## start

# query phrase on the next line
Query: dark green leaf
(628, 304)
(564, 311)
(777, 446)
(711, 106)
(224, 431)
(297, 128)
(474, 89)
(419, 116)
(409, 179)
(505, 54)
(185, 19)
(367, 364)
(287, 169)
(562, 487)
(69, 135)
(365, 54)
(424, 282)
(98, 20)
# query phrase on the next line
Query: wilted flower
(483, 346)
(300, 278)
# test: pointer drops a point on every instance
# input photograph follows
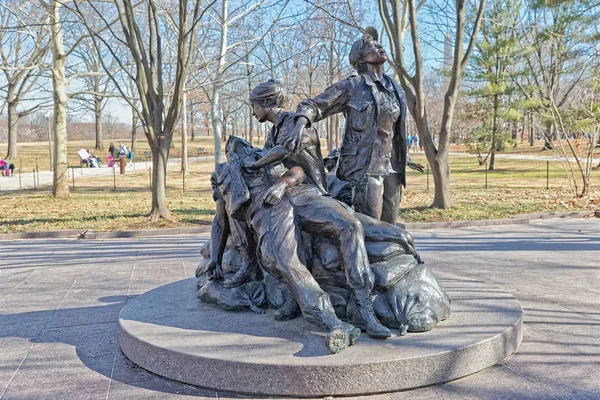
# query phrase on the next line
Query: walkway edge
(83, 234)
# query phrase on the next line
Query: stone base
(169, 332)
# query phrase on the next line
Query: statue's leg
(380, 231)
(279, 254)
(368, 196)
(392, 196)
(246, 245)
(324, 216)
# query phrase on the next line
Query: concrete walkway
(31, 180)
(60, 298)
(44, 178)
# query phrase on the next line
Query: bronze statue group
(290, 236)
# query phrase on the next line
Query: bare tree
(400, 18)
(146, 48)
(24, 46)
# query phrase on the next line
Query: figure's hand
(293, 139)
(214, 272)
(249, 163)
(416, 166)
(275, 194)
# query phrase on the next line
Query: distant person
(122, 150)
(7, 167)
(130, 157)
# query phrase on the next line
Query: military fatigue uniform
(373, 151)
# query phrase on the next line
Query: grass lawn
(514, 187)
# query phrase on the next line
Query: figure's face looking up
(238, 146)
(373, 53)
(259, 112)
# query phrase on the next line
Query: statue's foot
(366, 316)
(242, 276)
(403, 329)
(377, 331)
(289, 310)
(341, 337)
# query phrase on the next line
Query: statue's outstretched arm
(275, 193)
(275, 155)
(219, 234)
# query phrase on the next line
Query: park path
(29, 180)
(60, 300)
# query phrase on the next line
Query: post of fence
(486, 175)
(547, 174)
(37, 171)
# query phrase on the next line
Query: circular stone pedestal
(169, 332)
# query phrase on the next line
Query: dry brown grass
(515, 187)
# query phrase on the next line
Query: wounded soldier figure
(311, 247)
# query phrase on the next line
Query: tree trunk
(192, 121)
(60, 186)
(184, 160)
(98, 115)
(160, 155)
(134, 120)
(215, 110)
(440, 169)
(494, 133)
(531, 135)
(13, 120)
(549, 136)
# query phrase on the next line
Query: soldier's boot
(248, 272)
(340, 334)
(289, 309)
(366, 315)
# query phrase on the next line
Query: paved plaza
(60, 300)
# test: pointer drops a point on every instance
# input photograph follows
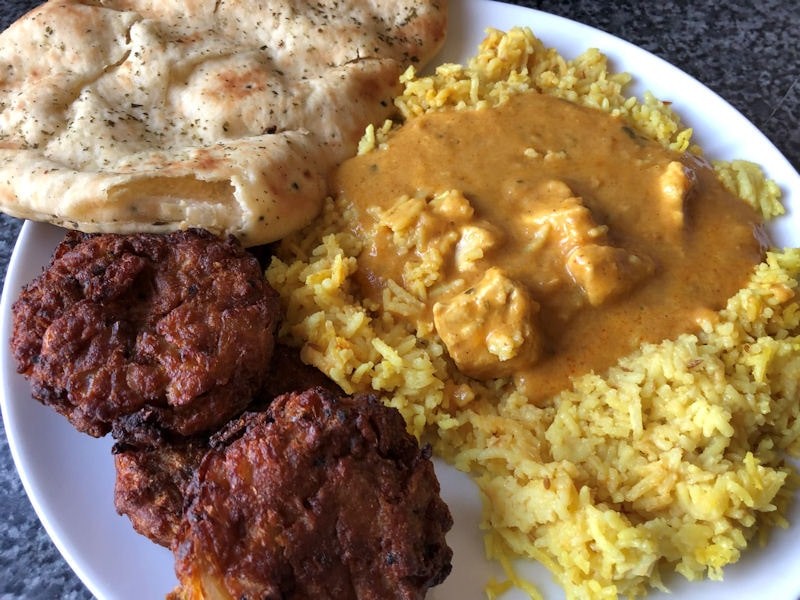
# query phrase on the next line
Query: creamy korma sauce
(563, 240)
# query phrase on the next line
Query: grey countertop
(748, 55)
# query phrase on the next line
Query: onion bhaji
(178, 326)
(320, 496)
(153, 469)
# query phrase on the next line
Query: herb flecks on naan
(136, 115)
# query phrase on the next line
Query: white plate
(69, 477)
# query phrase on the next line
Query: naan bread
(156, 115)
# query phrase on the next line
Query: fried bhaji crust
(153, 469)
(322, 497)
(179, 325)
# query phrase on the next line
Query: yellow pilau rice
(672, 460)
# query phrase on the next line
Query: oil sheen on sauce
(592, 240)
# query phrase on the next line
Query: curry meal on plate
(302, 266)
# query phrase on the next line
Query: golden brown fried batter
(178, 326)
(322, 497)
(154, 469)
(151, 484)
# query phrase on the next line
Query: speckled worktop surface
(750, 56)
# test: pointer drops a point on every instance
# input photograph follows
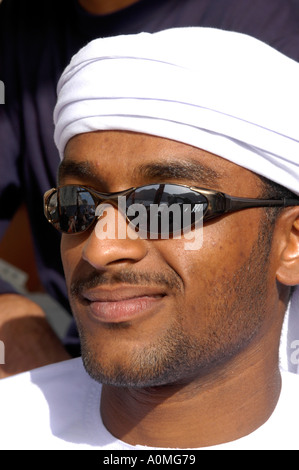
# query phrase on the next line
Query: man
(37, 40)
(181, 345)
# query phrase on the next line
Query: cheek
(71, 254)
(225, 247)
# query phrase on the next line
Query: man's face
(150, 312)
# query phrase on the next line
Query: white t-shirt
(57, 407)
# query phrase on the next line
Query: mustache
(170, 281)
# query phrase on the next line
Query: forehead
(128, 159)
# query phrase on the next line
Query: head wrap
(224, 92)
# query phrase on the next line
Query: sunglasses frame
(219, 203)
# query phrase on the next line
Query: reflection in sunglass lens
(170, 208)
(71, 209)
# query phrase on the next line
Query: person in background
(179, 344)
(37, 40)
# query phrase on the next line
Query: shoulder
(37, 408)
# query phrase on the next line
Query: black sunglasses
(72, 209)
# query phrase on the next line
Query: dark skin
(22, 318)
(198, 365)
(105, 7)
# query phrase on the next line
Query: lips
(122, 304)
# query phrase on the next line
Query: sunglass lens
(71, 209)
(165, 209)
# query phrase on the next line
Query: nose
(112, 241)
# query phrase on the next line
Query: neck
(105, 7)
(223, 406)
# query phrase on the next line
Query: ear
(287, 231)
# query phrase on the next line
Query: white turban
(224, 92)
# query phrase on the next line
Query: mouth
(122, 304)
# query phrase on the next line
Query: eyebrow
(69, 168)
(188, 170)
(184, 169)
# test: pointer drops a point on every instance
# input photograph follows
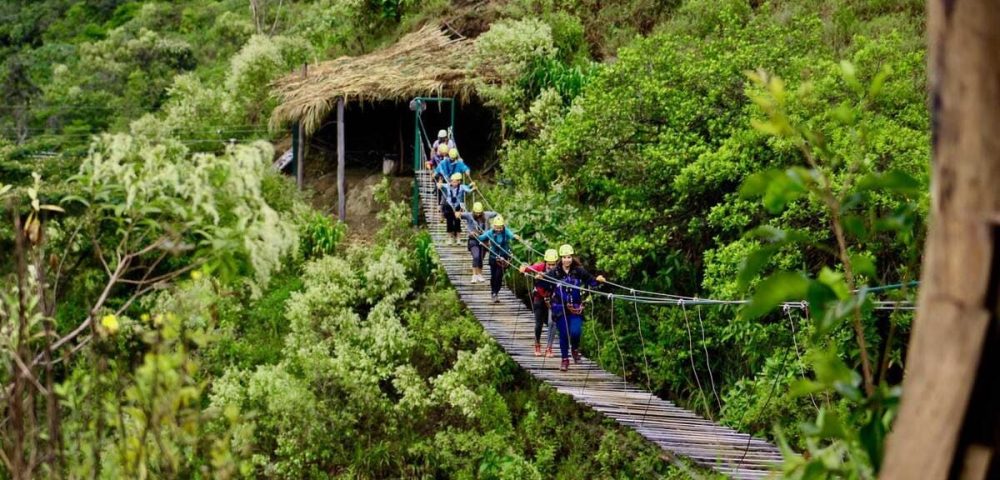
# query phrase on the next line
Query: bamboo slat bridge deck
(677, 431)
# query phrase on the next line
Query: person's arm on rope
(588, 279)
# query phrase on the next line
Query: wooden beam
(300, 153)
(341, 197)
(949, 405)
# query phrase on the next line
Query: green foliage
(208, 204)
(643, 170)
(257, 64)
(504, 55)
(320, 235)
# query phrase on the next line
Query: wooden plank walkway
(677, 431)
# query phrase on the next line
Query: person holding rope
(476, 224)
(440, 149)
(438, 155)
(540, 300)
(499, 238)
(453, 203)
(565, 282)
(454, 164)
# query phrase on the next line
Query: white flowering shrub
(251, 71)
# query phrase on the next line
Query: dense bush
(643, 172)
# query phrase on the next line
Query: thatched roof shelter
(424, 63)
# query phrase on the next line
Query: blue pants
(570, 326)
(496, 274)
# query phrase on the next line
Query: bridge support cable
(708, 363)
(676, 430)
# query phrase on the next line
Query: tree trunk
(948, 420)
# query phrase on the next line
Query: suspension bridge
(677, 431)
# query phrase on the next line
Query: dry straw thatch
(423, 63)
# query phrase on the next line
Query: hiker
(452, 165)
(443, 139)
(453, 202)
(499, 237)
(540, 300)
(438, 155)
(476, 223)
(565, 281)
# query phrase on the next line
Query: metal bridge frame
(418, 105)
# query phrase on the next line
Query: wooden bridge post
(341, 194)
(949, 420)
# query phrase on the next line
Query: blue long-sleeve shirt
(499, 242)
(477, 227)
(436, 158)
(446, 168)
(567, 292)
(455, 196)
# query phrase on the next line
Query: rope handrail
(656, 298)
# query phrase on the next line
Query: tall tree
(949, 421)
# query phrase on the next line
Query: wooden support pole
(300, 151)
(341, 197)
(948, 420)
(299, 144)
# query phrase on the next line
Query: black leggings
(541, 311)
(454, 224)
(496, 275)
(477, 251)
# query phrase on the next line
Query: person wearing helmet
(452, 165)
(453, 202)
(438, 155)
(540, 300)
(566, 281)
(477, 222)
(499, 238)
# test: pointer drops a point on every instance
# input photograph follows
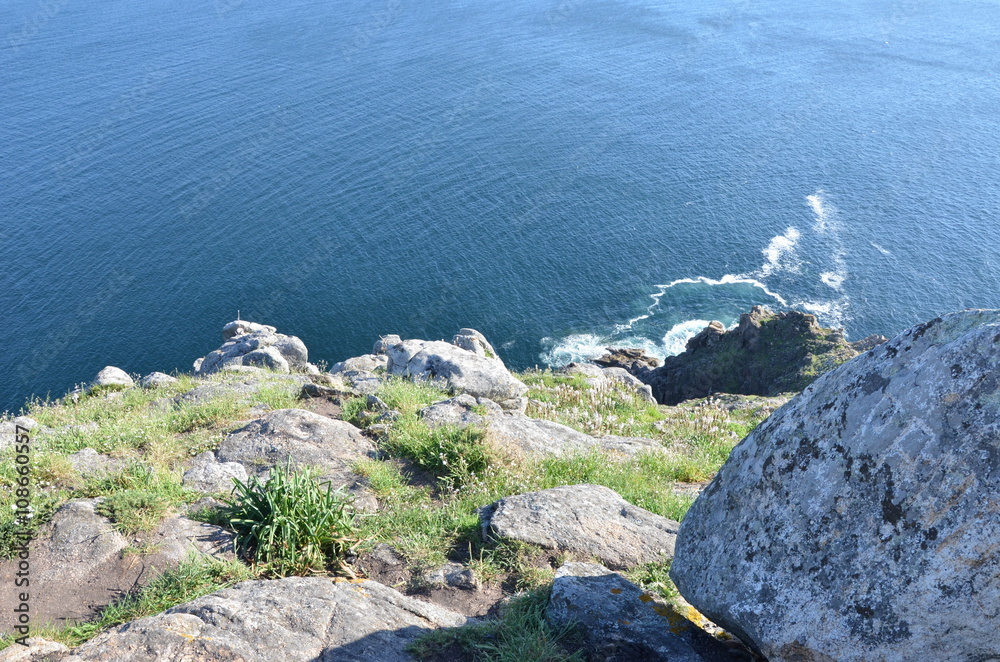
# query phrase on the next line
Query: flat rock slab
(510, 430)
(621, 622)
(458, 369)
(304, 439)
(591, 520)
(299, 436)
(860, 521)
(293, 619)
(77, 565)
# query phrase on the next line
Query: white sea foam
(675, 340)
(833, 279)
(575, 347)
(779, 255)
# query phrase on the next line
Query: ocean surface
(559, 174)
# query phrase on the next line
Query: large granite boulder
(766, 354)
(258, 345)
(478, 371)
(590, 520)
(859, 522)
(297, 619)
(621, 623)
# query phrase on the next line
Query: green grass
(520, 634)
(292, 524)
(655, 578)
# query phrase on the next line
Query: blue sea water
(560, 174)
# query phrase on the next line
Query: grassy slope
(427, 523)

## end

[Required task] Word for word, quote the lines above. Omit the pictures.

[Solved problem]
# query phrase on the next line
Query: dark green leaf
(628, 304)
(564, 311)
(777, 446)
(711, 106)
(224, 431)
(297, 128)
(474, 89)
(419, 116)
(409, 179)
(505, 54)
(185, 19)
(367, 364)
(287, 169)
(562, 487)
(69, 135)
(365, 54)
(424, 282)
(98, 20)
# query phrase on the next line
Query: wilted flower
(483, 346)
(300, 278)
# test: pointer drops a point on every instance
# input photograph follows
# query phrase on the next line
Query: walkway edge
(83, 234)
# query phrase on the next line
Query: stone base
(169, 332)
# query phrase on the next line
Query: statue's leg
(380, 231)
(279, 254)
(368, 196)
(392, 196)
(246, 245)
(324, 216)
# query phrase on the next line
Query: concrete walkway
(31, 180)
(60, 298)
(44, 178)
# query phrase on the next line
Query: bronze statue group
(290, 236)
# query phrase on the next line
Query: bare tree
(400, 18)
(146, 48)
(24, 46)
# query phrase on the next line
Query: figure's hand
(293, 139)
(214, 272)
(249, 163)
(416, 166)
(275, 194)
# query phrase on the next line
Query: distant person
(122, 150)
(7, 167)
(130, 157)
# query phrase on the next line
Query: military fatigue uniform
(373, 151)
# query phrase on the next line
Query: grass lawn
(514, 187)
# query phrase on the next line
Query: figure's face looking up
(238, 146)
(373, 53)
(259, 112)
# query phrase on the next line
Query: statue's foot
(366, 316)
(242, 276)
(403, 329)
(377, 331)
(289, 310)
(341, 337)
# query phrase on the next line
Query: statue's outstretched arm
(275, 193)
(275, 155)
(219, 234)
# query phrase on the next line
Query: park path
(29, 180)
(60, 300)
# query phrase on the next line
Query: post of fence
(486, 175)
(547, 174)
(37, 171)
# query phrase on the next line
Query: circular stone pedestal
(169, 332)
# query phrase on the next line
Query: dry brown grass
(515, 187)
# query phrase on the next line
Query: wounded soldier figure
(311, 247)
# query phrase on the next line
Query: tree trunk
(192, 121)
(60, 186)
(184, 160)
(98, 115)
(160, 155)
(134, 120)
(215, 110)
(440, 169)
(494, 133)
(531, 135)
(13, 120)
(549, 136)
# query phrase on the next line
Query: soldier's boot
(248, 272)
(340, 334)
(289, 309)
(366, 315)
# query phrase on the next line
Query: paved plaza
(60, 300)
# test: pointer drops a point on every instance
# input photograph follows
# query phrase on the next line
Query: creamy korma sauce
(563, 240)
# query phrase on the next line
Query: grey countertop
(748, 55)
# query phrase on the next line
Query: onion bhaji
(178, 326)
(320, 496)
(153, 469)
# query phrase on the next line
Query: herb flecks on naan
(136, 115)
# query phrase on the next line
Query: white plate
(69, 477)
# query phrase on the next line
Query: naan bread
(156, 115)
# query phrase on the next line
Query: fried bhaji crust
(153, 469)
(322, 497)
(179, 325)
# query phrase on the next line
Query: yellow pilau rice
(672, 460)
# query phrase on the next line
Query: oil sheen on sauce
(592, 240)
# query phrase on the next line
Query: curry meal on plate
(302, 266)
# query phrase on the next line
Query: golden brown fried batter
(178, 326)
(322, 497)
(154, 469)
(151, 484)
# query phrase on the next line
Query: speckled worktop surface
(750, 56)
# test: pointer drops a point on every instance
# input photograph follows
# query phrase on the next line
Query: man
(37, 40)
(181, 345)
# query phrase on the next line
Query: cheek
(71, 254)
(225, 247)
# query phrase on the next line
Query: man's face
(150, 312)
# query phrase on the next line
Query: white t-shirt
(57, 407)
# query phrase on the next line
Query: mustache
(170, 281)
# query phrase on the next line
Query: forehead
(128, 159)
# query phrase on the next line
Query: head wrap
(224, 92)
# query phrase on the next line
Query: sunglasses frame
(219, 203)
# query phrase on the next line
Query: reflection in sunglass lens
(170, 208)
(71, 209)
# query phrase on the next line
Query: person in background
(179, 344)
(37, 40)
# query phrase on the next line
Query: shoulder
(37, 408)
# query phrase on the next line
Query: black sunglasses
(72, 209)
# query phrase on the next line
Query: dark skin
(22, 318)
(198, 365)
(105, 7)
# query phrase on the next line
Query: lips
(122, 304)
# query phrase on the next line
Query: sunglass lens
(71, 209)
(165, 209)
# query phrase on the next line
Query: nose
(112, 241)
# query phrase on the next line
Query: neck
(105, 7)
(223, 406)
# query phrase on the next line
Query: ear
(287, 231)
# query phrase on the next line
Query: white turban
(224, 92)
# query phrase on the next line
Query: mouth
(122, 304)
# query phrase on the next line
Query: eyebrow
(69, 168)
(188, 170)
(184, 169)
# test: pointer drops a point on every instance
# input photograph follows
# query phrase on the next line
Query: bamboo slat bridge deck
(677, 431)
# query phrase on the next line
Query: person's arm on rope
(588, 279)
# query phrase on the next line
Query: wooden beam
(300, 153)
(341, 197)
(949, 405)
# query phrase on the next line
Query: green foliage
(208, 204)
(643, 170)
(257, 64)
(504, 55)
(320, 235)
# query phrase on the next line
Query: wooden plank walkway
(677, 431)
# query phrase on the next line
Query: person holding rope
(476, 224)
(440, 149)
(438, 155)
(540, 300)
(499, 238)
(453, 203)
(565, 282)
(454, 164)
# query phrase on the next line
Query: white flowering shrub
(251, 71)
# query phrase on the next line
Query: dense bush
(643, 172)
# query phrase on the next line
Query: thatched roof shelter
(424, 63)
# query phrase on the next line
Query: blue pants
(570, 326)
(496, 274)
# query phrase on the next line
Query: bridge support cable
(708, 363)
(676, 430)
# query phrase on the next line
Query: tree trunk
(948, 420)
# query phrase on the next line
Query: suspension bridge
(677, 431)
# query phrase on the next line
Query: dry straw thatch
(423, 63)
# query phrase on the next line
Query: hiker
(452, 165)
(443, 139)
(453, 202)
(499, 237)
(540, 300)
(438, 155)
(476, 223)
(565, 281)
# query phrase on the next line
Query: metal bridge frame
(418, 105)
# query phrase on the next line
Query: wooden bridge post
(341, 194)
(949, 420)
# query phrase on the next line
Query: blue long-sleeve shirt
(499, 242)
(477, 227)
(436, 158)
(446, 168)
(567, 292)
(455, 196)
# query phrase on the next line
Query: rope handrail
(656, 298)
# query phrase on the next line
Query: tall tree
(949, 421)
# query phrase on the next line
Query: wooden support pole
(300, 151)
(341, 197)
(948, 420)
(299, 144)
# query phrase on the next line
Query: black leggings
(541, 311)
(454, 224)
(496, 275)
(477, 251)
# query phrase on the next line
Query: person wearing helmet
(452, 165)
(453, 202)
(438, 155)
(540, 300)
(566, 281)
(477, 222)
(499, 238)
# test: pointer drops a point on every instance
# input photograph follows
# query phrase on the next line
Query: flat rock slab
(510, 430)
(621, 622)
(458, 369)
(304, 439)
(591, 520)
(299, 436)
(860, 521)
(293, 619)
(77, 565)
# query phrase on the next line
Query: white sea foam
(675, 340)
(833, 279)
(575, 347)
(779, 255)
# query phrase on the next line
Query: ocean surface
(559, 174)
# query phrase on the next line
Query: large granite boulder
(766, 354)
(258, 345)
(478, 371)
(590, 520)
(859, 522)
(297, 619)
(621, 623)
# query phrase on the next line
Query: green grass
(520, 634)
(292, 524)
(655, 578)
# query phrase on the next line
Query: blue sea water
(560, 174)
# query phrase on the next line
Query: grassy slope
(427, 523)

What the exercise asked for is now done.